■ Objective
Please print every line of the entries below, unchanged and in the same order.
-- start of Input for this task --
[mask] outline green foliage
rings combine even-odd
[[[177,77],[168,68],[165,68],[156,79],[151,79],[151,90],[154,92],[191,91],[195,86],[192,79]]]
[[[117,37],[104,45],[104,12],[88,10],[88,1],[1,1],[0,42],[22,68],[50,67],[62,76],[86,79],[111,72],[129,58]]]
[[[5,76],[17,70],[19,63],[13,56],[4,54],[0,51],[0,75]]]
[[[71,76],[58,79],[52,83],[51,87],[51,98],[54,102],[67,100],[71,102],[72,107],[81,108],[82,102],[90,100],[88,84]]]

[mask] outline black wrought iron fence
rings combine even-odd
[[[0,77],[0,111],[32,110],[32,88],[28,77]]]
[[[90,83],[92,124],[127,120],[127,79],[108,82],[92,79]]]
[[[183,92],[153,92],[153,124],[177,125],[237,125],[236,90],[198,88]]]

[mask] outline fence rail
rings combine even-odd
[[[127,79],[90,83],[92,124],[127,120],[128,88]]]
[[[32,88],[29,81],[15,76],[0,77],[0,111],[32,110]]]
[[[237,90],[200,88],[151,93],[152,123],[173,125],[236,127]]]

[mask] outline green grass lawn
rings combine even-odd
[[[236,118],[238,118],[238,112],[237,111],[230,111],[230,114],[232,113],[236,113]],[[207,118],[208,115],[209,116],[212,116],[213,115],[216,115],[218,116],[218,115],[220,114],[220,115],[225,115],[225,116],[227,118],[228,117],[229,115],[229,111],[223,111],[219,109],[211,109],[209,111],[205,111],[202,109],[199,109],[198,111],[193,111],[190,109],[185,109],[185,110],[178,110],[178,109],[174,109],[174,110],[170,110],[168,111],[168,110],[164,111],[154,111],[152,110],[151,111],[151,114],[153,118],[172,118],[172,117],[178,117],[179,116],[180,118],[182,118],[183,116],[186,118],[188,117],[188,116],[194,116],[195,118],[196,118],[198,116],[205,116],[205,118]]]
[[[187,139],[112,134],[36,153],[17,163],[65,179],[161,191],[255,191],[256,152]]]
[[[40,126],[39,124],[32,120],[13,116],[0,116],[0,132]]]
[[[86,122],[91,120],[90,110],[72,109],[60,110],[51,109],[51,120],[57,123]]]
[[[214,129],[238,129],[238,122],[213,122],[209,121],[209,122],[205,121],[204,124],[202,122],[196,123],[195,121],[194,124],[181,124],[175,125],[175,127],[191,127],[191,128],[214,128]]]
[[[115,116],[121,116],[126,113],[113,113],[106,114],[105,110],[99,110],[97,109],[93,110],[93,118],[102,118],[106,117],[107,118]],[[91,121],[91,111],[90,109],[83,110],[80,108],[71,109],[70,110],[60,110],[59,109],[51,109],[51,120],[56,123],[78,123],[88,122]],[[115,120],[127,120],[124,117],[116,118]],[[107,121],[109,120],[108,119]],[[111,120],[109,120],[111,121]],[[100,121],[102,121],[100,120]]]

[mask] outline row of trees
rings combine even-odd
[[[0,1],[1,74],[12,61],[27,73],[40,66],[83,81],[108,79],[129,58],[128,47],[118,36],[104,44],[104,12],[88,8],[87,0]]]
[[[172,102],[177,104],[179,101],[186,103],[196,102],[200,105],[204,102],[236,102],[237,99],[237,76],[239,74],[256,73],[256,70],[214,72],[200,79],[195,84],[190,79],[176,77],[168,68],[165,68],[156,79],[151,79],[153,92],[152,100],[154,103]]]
-- end of Input for this task --
■ Exercise solution
[mask] outline green foliage
rings combine even-odd
[[[177,77],[168,68],[165,68],[156,79],[151,79],[151,90],[154,92],[191,91],[195,86],[192,79]]]
[[[117,37],[104,45],[104,12],[88,10],[88,1],[1,1],[0,42],[22,68],[50,67],[62,76],[86,79],[111,72],[129,58]]]
[[[5,76],[17,70],[19,63],[13,56],[4,54],[0,51],[0,75]]]
[[[71,76],[58,79],[52,83],[51,87],[51,98],[54,102],[67,100],[71,102],[72,107],[81,108],[82,102],[90,100],[88,84]]]

[mask] outline black wrought iron fence
rings combine even-odd
[[[0,77],[0,111],[32,110],[32,88],[28,77]]]
[[[90,83],[92,124],[127,120],[127,79],[108,82],[92,79]]]
[[[183,92],[153,92],[153,124],[177,125],[237,125],[236,90],[198,88]]]

[mask] outline fence rail
rings combine even-odd
[[[127,79],[90,83],[92,124],[127,120],[128,88]]]
[[[32,88],[29,81],[15,76],[0,77],[0,111],[32,110]]]
[[[237,90],[200,88],[151,93],[152,123],[173,125],[236,127]]]

[mask] outline green grass lawn
rings combine even-odd
[[[236,118],[238,118],[238,112],[237,111],[230,111],[230,114],[232,113],[236,113]],[[207,118],[208,115],[209,116],[212,116],[213,115],[216,115],[218,116],[218,115],[220,114],[220,115],[225,115],[225,116],[227,118],[228,117],[229,115],[229,111],[223,111],[219,109],[211,109],[209,111],[205,111],[202,109],[199,109],[198,111],[193,111],[190,109],[185,109],[185,110],[178,110],[178,109],[174,109],[174,110],[170,110],[168,111],[168,110],[164,111],[154,111],[152,110],[151,111],[151,114],[153,118],[172,118],[172,117],[178,117],[179,116],[180,118],[182,118],[183,116],[186,118],[188,117],[188,116],[194,116],[195,118],[196,118],[198,116],[205,116],[205,118]]]
[[[187,139],[112,134],[36,153],[17,163],[65,179],[161,191],[255,191],[256,152]]]
[[[40,126],[39,124],[32,120],[13,116],[0,116],[0,132]]]
[[[86,122],[91,120],[90,110],[72,109],[60,110],[51,109],[51,120],[57,123]]]
[[[214,129],[238,129],[238,122],[213,122],[209,121],[209,122],[205,121],[204,124],[202,122],[196,123],[195,121],[194,124],[181,124],[175,125],[175,127],[191,127],[191,128],[214,128]]]
[[[115,116],[121,116],[126,113],[113,113],[106,114],[105,110],[99,110],[97,109],[93,110],[93,118],[102,118],[106,117],[107,118]],[[91,121],[91,111],[90,109],[83,110],[80,108],[71,109],[70,110],[60,110],[59,109],[51,109],[51,120],[56,123],[78,123],[88,122]],[[115,120],[127,120],[124,117],[116,118]],[[107,121],[109,120],[108,119]],[[111,120],[109,120],[111,121]],[[100,121],[102,121],[100,120]]]

[mask] outline row of trees
rings combine even-odd
[[[0,1],[1,74],[12,61],[27,73],[40,66],[83,81],[108,79],[129,58],[128,47],[118,36],[104,44],[104,12],[88,8],[87,0]]]
[[[172,102],[177,104],[179,101],[186,103],[196,102],[200,105],[204,102],[236,102],[237,99],[237,76],[239,74],[256,73],[256,70],[214,72],[200,79],[195,84],[190,79],[176,77],[168,68],[165,68],[156,79],[151,79],[153,92],[152,100],[154,103]]]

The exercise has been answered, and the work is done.